GOAL: Format the data from the line with "out-of-focus plant -> outline each instance" through the line with "M74 158L73 158L72" as a two-column CSV with the columns text and answer. Give one row for each text and its answer, with each field in double quotes and line breaks replaced by spaces.
========================
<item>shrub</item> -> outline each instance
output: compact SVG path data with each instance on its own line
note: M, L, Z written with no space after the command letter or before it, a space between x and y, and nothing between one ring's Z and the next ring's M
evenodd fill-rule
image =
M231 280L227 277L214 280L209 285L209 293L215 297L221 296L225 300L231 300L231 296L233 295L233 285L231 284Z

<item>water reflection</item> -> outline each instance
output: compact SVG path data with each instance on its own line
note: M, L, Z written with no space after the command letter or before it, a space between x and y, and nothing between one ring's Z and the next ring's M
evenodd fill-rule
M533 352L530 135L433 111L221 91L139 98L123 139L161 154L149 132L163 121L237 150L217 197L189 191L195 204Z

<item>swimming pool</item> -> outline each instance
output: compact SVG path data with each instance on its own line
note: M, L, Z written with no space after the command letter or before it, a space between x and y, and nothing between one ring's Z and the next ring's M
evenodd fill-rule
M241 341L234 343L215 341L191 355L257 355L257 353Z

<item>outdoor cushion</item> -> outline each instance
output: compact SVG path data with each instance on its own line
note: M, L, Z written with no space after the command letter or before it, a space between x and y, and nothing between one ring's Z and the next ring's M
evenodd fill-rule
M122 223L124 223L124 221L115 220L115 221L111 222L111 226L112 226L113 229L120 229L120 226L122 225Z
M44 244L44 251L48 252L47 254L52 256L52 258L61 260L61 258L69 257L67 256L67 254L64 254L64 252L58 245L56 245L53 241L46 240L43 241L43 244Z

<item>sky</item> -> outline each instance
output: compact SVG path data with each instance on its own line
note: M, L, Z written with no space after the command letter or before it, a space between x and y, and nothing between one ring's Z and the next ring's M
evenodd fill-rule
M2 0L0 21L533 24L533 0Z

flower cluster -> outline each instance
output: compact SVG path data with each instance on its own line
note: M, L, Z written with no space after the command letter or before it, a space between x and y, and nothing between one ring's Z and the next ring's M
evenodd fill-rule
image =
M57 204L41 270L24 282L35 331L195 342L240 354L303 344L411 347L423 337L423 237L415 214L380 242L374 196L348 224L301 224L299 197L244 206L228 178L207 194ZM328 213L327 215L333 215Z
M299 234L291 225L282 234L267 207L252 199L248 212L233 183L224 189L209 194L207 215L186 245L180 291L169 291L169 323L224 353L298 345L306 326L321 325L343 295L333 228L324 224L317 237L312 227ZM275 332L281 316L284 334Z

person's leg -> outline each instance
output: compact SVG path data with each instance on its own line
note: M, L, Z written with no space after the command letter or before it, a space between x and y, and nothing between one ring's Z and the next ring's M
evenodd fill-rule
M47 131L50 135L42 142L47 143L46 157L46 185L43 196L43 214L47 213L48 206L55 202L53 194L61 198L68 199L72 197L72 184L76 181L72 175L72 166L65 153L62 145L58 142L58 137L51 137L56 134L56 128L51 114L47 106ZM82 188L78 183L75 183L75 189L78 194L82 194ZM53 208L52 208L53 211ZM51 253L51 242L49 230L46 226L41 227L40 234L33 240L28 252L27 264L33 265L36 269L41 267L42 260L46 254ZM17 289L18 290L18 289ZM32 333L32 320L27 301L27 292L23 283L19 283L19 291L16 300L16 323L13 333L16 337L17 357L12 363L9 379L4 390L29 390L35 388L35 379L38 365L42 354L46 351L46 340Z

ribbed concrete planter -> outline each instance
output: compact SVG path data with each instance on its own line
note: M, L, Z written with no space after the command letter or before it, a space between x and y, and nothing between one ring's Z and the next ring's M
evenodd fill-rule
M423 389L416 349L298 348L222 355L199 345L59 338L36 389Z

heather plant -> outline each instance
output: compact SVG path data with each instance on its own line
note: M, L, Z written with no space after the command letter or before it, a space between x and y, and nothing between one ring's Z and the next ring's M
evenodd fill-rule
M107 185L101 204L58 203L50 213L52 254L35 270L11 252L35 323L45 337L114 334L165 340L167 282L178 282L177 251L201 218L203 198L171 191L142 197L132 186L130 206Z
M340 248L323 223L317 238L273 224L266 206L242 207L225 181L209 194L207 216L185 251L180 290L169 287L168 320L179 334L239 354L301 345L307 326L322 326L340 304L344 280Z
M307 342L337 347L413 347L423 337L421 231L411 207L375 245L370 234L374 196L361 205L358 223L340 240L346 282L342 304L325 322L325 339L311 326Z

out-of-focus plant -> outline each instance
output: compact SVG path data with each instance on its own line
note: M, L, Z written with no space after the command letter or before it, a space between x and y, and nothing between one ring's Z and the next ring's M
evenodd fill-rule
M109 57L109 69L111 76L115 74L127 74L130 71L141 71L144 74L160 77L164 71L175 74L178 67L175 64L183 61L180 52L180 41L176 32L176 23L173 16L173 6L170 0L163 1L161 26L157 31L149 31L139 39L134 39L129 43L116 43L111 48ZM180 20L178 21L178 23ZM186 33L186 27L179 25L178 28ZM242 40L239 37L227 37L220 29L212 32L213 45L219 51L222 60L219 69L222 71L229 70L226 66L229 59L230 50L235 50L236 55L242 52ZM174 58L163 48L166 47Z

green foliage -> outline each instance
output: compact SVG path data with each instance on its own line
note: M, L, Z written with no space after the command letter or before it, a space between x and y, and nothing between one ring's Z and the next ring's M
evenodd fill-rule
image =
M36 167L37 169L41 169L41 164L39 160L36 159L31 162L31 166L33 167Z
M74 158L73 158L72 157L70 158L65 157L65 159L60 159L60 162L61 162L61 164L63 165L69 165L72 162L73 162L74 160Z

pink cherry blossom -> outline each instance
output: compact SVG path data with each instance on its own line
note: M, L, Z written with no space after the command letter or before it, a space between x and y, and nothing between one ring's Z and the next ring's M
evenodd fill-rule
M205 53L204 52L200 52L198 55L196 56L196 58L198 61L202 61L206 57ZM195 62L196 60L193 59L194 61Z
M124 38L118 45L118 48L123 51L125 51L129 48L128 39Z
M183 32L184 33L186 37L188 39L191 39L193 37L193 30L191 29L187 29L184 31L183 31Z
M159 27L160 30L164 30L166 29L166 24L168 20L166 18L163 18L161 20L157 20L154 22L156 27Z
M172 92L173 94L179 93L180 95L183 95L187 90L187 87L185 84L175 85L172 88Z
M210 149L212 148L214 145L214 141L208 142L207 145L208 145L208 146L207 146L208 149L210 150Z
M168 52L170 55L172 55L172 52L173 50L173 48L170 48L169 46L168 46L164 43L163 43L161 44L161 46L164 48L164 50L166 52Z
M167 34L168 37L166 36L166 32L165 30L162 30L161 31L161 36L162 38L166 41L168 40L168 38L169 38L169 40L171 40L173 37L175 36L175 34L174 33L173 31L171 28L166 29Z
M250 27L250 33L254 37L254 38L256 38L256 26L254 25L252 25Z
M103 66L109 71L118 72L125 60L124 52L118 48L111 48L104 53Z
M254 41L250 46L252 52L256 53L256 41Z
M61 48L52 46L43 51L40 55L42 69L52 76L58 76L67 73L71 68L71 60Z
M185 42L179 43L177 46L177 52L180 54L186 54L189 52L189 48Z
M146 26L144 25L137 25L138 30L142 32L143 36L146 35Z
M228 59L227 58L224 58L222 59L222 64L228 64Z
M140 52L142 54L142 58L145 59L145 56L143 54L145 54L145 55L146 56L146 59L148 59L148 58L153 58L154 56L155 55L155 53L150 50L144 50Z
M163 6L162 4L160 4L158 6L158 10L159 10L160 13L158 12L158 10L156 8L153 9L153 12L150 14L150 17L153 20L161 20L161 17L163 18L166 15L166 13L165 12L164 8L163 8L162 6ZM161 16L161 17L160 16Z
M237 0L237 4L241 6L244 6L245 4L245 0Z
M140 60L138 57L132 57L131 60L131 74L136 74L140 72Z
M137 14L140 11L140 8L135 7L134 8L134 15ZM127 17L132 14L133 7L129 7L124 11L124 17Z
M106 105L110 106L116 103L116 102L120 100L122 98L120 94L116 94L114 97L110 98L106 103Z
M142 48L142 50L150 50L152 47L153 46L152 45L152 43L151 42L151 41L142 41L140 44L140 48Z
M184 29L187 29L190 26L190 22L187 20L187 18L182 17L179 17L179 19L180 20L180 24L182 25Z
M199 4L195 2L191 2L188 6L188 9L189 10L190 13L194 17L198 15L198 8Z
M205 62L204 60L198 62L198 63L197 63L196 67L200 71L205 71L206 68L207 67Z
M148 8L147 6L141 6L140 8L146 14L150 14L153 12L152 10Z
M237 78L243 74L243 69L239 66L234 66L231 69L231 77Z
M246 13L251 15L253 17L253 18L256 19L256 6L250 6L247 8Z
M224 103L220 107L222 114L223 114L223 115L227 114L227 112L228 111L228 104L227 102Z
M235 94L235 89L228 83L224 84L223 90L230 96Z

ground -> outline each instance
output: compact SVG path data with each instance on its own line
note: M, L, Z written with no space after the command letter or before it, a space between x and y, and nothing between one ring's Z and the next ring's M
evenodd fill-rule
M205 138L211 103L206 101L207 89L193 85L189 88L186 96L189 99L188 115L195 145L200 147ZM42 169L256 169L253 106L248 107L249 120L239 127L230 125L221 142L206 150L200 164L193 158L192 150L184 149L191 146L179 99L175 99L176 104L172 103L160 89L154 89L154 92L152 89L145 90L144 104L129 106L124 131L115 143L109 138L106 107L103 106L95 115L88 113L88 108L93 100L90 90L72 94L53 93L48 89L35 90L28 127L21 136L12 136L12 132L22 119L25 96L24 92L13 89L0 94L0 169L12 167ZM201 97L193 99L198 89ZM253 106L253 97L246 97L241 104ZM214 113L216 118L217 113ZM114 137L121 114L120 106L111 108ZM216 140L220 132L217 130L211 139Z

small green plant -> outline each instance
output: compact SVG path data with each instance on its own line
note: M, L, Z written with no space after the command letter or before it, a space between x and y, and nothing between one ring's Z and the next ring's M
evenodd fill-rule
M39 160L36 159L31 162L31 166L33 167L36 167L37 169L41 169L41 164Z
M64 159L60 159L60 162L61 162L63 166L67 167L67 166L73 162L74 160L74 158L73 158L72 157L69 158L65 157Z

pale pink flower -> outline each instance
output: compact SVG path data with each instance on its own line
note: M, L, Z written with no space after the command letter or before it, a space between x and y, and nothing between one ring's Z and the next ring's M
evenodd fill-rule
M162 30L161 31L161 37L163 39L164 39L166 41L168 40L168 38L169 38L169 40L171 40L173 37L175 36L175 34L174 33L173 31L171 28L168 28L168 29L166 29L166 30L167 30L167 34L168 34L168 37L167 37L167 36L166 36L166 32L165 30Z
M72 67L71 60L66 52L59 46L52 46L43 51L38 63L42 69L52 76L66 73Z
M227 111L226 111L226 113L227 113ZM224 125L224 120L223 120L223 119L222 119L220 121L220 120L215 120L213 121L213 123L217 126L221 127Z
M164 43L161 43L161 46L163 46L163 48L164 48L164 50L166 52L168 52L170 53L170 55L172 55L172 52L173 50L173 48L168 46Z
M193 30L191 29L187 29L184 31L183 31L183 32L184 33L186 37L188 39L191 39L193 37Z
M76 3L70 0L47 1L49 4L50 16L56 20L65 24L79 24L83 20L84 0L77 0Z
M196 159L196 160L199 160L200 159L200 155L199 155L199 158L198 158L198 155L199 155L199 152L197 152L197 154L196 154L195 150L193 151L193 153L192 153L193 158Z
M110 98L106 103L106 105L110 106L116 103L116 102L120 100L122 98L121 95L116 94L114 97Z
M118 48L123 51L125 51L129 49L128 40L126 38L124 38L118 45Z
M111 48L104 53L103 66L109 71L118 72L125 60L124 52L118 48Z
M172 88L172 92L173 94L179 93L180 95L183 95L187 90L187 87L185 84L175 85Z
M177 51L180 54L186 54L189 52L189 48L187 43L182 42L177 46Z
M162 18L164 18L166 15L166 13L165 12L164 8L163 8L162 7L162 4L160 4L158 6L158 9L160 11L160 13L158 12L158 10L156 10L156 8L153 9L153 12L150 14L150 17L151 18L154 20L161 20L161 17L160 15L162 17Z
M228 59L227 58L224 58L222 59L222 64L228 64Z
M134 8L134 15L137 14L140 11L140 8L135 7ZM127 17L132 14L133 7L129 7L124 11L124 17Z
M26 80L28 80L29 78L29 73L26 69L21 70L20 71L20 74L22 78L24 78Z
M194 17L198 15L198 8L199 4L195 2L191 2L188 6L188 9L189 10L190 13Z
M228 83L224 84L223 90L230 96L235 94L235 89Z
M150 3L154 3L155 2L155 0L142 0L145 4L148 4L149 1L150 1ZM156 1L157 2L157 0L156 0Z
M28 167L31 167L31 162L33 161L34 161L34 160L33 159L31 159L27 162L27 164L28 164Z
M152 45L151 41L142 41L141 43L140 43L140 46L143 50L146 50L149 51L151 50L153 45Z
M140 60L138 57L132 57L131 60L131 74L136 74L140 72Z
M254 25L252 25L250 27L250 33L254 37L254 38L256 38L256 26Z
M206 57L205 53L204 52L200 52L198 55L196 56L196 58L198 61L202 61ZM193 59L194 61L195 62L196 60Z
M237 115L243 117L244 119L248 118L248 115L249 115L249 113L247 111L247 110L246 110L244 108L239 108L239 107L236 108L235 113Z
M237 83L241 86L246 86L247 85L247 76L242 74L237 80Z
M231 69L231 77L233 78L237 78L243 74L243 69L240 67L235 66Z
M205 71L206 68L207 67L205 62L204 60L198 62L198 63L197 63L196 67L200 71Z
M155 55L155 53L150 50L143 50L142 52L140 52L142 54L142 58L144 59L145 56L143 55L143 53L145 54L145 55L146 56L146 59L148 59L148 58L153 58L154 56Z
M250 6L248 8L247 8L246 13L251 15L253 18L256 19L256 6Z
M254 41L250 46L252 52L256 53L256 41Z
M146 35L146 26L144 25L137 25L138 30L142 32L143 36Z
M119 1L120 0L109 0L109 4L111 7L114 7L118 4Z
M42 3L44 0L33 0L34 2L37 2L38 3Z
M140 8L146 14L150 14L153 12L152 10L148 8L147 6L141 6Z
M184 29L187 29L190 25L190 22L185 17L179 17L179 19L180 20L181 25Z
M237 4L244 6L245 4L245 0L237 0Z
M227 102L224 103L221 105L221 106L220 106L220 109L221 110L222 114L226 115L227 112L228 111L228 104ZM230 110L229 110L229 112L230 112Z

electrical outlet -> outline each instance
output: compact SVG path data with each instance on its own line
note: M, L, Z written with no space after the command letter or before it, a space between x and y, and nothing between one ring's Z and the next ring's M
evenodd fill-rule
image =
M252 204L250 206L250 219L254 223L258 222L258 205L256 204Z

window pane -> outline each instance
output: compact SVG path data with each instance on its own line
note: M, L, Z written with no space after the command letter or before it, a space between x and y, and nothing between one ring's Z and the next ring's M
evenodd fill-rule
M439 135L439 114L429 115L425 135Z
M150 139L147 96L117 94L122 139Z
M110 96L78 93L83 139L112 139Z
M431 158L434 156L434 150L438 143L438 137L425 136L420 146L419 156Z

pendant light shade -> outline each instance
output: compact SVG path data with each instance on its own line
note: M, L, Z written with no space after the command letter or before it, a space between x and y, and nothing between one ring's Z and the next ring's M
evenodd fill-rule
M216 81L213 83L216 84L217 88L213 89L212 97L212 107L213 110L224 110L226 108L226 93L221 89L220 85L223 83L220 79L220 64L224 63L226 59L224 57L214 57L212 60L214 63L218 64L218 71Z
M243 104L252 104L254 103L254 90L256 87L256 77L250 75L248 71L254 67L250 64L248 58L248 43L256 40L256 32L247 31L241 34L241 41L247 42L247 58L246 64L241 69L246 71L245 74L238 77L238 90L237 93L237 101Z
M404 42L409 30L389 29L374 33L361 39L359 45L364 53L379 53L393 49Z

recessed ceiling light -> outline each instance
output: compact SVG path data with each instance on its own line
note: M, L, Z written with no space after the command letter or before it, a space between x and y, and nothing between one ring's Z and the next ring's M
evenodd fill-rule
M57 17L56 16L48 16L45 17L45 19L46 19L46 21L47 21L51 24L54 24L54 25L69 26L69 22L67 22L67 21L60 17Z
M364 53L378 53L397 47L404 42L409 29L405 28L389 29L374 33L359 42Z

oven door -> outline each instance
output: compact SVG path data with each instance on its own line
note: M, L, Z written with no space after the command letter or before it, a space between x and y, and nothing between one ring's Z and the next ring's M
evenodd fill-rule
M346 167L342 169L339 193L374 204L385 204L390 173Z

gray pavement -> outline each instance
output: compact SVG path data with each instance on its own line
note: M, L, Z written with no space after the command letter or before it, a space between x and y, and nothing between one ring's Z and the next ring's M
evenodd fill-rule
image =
========================
ANSWER FOR THIS EXERCISE:
text,answer
"out-of-focus plant -> outline each instance output: compact SVG path data with each instance on its own line note: M, L, Z written with no space after the command letter or before it, a space between x and y, and nothing between one ring's Z and the next ring's M evenodd fill-rule","M109 57L109 69L111 76L115 74L127 74L130 71L141 71L144 74L160 77L164 71L175 74L178 67L175 64L183 61L180 52L180 41L176 32L176 23L173 16L173 6L170 0L163 1L161 26L157 31L149 31L139 39L134 39L129 43L116 43L111 48ZM180 20L178 21L178 23ZM186 33L186 27L179 25L178 28ZM242 40L239 37L227 37L220 29L212 32L213 45L219 51L222 60L219 69L222 71L229 70L226 66L229 59L230 50L235 50L236 55L242 52ZM174 58L163 48L166 47Z"
"green foliage -> outline each instance output: compact SVG path data with each instance on its own line note: M, L, Z written with no space after the command letter or before it, a space between x and y, and nothing between one ring's Z and the next ring's M evenodd fill-rule image =","M36 167L37 169L41 169L41 164L39 160L36 159L31 162L31 166L33 167Z M74 158L73 158L72 157L70 158L65 157L65 159L60 159L60 162L61 162L61 164L63 165L69 165L72 162L73 162L74 160Z"